Task data:

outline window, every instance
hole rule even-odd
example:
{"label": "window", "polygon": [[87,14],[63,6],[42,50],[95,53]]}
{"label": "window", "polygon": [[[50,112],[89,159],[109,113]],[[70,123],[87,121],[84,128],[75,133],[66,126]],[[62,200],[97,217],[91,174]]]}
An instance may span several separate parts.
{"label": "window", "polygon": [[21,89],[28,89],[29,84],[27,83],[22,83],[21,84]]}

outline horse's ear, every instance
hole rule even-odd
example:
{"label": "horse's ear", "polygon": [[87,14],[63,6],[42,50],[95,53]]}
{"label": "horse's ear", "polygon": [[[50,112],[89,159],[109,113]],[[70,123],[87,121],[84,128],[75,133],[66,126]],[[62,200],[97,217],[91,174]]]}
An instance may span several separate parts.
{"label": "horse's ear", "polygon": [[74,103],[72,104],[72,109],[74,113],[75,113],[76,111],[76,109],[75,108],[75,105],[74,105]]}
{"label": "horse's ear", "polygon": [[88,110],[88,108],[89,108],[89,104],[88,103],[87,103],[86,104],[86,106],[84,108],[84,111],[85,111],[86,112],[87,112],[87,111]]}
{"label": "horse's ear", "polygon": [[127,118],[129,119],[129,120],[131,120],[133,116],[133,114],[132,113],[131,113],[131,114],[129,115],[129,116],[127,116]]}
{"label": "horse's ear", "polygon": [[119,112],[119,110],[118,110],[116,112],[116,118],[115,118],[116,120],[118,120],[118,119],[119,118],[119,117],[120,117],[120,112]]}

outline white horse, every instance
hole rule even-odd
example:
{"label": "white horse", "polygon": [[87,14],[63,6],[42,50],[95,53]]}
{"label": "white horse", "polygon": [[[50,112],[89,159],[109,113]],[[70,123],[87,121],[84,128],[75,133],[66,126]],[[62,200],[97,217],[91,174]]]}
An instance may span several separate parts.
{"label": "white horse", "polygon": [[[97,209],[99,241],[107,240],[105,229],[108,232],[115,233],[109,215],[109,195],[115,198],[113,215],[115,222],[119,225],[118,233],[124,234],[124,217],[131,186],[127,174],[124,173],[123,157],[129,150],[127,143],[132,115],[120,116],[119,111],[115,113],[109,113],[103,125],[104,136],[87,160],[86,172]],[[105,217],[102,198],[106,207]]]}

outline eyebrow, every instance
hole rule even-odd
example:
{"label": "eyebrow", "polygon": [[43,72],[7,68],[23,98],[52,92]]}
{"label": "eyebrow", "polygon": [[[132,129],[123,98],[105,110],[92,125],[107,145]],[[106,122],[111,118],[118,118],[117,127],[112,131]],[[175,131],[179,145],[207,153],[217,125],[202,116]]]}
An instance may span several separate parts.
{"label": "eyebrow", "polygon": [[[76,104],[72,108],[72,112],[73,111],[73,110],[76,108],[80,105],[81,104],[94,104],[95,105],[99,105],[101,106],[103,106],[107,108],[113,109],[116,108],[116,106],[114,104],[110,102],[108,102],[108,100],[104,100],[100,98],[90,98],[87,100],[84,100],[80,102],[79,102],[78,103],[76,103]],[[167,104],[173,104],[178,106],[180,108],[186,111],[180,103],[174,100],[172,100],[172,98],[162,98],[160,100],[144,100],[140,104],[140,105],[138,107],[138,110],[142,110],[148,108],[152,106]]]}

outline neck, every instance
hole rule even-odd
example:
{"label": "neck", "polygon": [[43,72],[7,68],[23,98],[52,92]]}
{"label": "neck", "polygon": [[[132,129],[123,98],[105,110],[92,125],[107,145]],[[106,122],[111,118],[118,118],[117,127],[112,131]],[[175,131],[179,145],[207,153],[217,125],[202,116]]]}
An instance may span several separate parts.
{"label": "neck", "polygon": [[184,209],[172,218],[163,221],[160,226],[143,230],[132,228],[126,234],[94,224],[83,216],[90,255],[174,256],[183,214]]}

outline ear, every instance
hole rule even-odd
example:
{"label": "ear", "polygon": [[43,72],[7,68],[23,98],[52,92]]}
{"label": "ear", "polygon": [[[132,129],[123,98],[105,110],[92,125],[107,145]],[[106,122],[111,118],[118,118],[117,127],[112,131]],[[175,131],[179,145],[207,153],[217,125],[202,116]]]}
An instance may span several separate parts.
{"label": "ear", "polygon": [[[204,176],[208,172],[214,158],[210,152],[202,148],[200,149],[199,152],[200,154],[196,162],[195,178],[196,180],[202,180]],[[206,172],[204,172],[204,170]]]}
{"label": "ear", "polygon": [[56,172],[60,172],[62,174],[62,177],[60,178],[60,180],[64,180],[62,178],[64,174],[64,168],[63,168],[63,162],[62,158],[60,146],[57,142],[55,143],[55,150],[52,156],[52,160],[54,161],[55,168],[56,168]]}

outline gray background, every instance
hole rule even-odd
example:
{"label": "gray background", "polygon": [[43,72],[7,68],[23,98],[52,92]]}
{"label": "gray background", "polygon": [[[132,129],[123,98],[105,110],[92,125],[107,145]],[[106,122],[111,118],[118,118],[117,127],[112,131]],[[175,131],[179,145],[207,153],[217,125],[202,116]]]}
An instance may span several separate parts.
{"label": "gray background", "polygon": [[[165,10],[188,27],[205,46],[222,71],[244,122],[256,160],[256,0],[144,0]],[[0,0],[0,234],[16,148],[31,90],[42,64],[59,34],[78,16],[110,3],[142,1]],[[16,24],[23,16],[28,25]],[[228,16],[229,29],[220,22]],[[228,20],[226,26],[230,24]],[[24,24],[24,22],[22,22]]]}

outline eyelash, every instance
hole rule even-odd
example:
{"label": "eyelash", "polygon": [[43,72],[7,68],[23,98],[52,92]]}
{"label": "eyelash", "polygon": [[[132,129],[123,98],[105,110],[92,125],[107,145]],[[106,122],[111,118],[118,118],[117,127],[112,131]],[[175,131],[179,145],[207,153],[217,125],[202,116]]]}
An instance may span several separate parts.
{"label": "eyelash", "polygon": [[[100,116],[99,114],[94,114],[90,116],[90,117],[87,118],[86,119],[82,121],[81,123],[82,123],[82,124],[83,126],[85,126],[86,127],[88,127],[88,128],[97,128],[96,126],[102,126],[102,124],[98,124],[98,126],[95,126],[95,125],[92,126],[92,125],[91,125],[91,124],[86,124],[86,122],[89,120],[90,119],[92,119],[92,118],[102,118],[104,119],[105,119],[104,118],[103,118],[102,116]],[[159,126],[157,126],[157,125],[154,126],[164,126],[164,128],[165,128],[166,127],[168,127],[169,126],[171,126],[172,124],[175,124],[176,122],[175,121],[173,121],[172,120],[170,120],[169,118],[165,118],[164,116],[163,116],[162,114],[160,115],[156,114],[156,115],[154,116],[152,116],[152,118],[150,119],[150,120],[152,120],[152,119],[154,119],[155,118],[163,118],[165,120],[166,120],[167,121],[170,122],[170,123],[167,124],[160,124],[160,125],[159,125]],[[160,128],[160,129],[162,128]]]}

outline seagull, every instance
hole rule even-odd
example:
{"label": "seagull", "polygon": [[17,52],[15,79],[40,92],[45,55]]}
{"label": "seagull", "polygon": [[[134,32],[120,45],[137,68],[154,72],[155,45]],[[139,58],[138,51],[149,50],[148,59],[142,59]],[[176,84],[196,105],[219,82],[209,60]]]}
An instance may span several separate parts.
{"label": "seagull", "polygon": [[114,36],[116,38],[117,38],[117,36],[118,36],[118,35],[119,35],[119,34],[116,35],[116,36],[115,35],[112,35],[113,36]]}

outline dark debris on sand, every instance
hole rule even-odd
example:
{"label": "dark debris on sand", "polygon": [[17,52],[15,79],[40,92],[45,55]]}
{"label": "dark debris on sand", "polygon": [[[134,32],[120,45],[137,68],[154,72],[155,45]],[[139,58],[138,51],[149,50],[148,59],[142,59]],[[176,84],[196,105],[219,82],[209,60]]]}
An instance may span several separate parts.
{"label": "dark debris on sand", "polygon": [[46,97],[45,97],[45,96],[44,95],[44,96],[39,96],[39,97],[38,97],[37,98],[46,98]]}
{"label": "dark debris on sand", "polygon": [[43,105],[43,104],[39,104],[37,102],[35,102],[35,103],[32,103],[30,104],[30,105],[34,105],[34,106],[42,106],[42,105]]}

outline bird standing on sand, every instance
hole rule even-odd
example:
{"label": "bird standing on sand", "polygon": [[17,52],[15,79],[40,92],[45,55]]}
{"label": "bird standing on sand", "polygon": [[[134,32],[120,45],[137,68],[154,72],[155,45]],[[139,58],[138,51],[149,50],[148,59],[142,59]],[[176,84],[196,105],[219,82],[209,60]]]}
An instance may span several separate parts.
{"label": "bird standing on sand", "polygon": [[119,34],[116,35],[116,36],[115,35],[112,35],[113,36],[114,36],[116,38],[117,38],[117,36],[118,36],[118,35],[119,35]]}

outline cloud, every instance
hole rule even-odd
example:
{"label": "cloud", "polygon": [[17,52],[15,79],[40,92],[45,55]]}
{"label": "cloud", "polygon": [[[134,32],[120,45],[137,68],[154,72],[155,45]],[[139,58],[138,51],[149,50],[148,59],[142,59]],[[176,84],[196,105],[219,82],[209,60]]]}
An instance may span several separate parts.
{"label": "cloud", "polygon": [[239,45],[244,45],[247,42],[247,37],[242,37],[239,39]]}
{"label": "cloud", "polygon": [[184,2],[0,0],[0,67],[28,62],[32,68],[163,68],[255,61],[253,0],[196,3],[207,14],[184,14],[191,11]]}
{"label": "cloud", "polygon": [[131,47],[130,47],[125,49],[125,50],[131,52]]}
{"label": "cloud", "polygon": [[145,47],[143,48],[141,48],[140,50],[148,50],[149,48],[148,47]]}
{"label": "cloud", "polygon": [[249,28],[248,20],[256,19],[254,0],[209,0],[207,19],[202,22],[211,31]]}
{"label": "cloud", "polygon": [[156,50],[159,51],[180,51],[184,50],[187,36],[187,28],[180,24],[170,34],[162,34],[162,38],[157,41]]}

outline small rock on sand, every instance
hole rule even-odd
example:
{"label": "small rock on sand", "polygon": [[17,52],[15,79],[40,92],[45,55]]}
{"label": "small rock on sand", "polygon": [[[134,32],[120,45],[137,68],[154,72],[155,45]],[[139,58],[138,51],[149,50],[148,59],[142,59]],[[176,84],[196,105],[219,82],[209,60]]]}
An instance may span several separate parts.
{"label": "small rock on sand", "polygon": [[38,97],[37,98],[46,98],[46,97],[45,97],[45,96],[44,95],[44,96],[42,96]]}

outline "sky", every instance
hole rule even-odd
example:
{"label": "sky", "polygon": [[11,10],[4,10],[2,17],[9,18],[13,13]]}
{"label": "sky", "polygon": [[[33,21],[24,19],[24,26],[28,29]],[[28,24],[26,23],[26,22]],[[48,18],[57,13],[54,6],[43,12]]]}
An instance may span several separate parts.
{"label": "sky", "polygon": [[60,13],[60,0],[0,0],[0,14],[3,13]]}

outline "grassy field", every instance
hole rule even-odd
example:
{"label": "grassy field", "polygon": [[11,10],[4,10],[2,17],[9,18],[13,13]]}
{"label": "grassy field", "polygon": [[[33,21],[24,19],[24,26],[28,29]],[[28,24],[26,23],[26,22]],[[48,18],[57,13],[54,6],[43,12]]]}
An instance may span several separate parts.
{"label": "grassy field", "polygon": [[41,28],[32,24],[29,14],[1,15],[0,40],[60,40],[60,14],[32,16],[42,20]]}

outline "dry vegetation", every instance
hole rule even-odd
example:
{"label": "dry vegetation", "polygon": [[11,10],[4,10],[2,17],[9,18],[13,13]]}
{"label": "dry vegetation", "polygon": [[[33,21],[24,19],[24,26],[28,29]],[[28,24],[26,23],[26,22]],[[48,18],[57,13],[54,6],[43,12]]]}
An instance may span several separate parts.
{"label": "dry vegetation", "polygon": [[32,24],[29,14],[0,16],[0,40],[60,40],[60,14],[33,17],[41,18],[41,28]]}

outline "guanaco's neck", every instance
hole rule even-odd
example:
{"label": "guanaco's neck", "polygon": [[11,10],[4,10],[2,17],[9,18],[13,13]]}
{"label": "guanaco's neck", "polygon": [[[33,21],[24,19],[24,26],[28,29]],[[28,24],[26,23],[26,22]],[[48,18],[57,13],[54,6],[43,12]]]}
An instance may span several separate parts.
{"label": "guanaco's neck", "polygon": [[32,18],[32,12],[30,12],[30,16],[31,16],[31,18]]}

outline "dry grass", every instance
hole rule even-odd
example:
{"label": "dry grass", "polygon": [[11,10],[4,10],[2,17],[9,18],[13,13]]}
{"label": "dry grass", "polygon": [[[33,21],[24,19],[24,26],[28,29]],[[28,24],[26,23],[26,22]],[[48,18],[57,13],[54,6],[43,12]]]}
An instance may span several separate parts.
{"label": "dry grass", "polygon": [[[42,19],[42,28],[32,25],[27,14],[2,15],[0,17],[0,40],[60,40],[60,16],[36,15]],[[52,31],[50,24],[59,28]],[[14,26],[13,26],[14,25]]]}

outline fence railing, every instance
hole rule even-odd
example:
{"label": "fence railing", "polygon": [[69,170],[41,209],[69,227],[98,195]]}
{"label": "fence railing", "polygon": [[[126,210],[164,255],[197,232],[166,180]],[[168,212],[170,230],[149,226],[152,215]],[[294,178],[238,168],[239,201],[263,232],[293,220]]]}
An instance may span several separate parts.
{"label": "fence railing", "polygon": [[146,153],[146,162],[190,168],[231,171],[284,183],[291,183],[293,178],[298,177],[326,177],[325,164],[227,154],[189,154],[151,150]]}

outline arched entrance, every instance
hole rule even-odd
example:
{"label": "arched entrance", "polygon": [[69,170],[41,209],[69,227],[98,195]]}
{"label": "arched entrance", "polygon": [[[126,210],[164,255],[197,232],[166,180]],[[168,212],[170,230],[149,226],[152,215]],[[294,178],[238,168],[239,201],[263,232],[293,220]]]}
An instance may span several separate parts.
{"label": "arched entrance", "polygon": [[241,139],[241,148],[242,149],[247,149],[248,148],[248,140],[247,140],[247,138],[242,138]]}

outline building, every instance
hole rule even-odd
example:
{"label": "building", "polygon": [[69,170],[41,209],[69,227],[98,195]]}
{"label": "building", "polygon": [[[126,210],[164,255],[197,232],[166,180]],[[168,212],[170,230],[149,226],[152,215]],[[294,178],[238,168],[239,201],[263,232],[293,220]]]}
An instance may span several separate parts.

Set exercise:
Repeat exactly the lines starting at the line with "outline arched entrance, every instance" and ending with the final line of the entries. Include nothing else.

Response to this exercise:
outline arched entrance, every instance
hole rule even-odd
example:
{"label": "arched entrance", "polygon": [[69,170],[41,209],[69,227],[98,195]]}
{"label": "arched entrance", "polygon": [[[126,210],[164,255],[197,232],[166,180]],[[168,212],[170,230],[149,226],[152,215]],[[294,178],[238,168],[239,201],[263,232],[293,220]]]}
An instance may span several separate parts.
{"label": "arched entrance", "polygon": [[241,139],[241,148],[242,149],[247,149],[248,148],[248,140],[247,140],[247,138],[242,138]]}

outline building, every instance
hole rule even-odd
example:
{"label": "building", "polygon": [[69,170],[41,209],[69,227],[98,195]]}
{"label": "building", "polygon": [[[126,210],[164,255],[197,232],[166,180]],[[168,212],[170,230],[149,226],[152,215]],[[294,178],[238,168],[239,201],[263,232],[293,220]]]}
An instance may span several separate parts.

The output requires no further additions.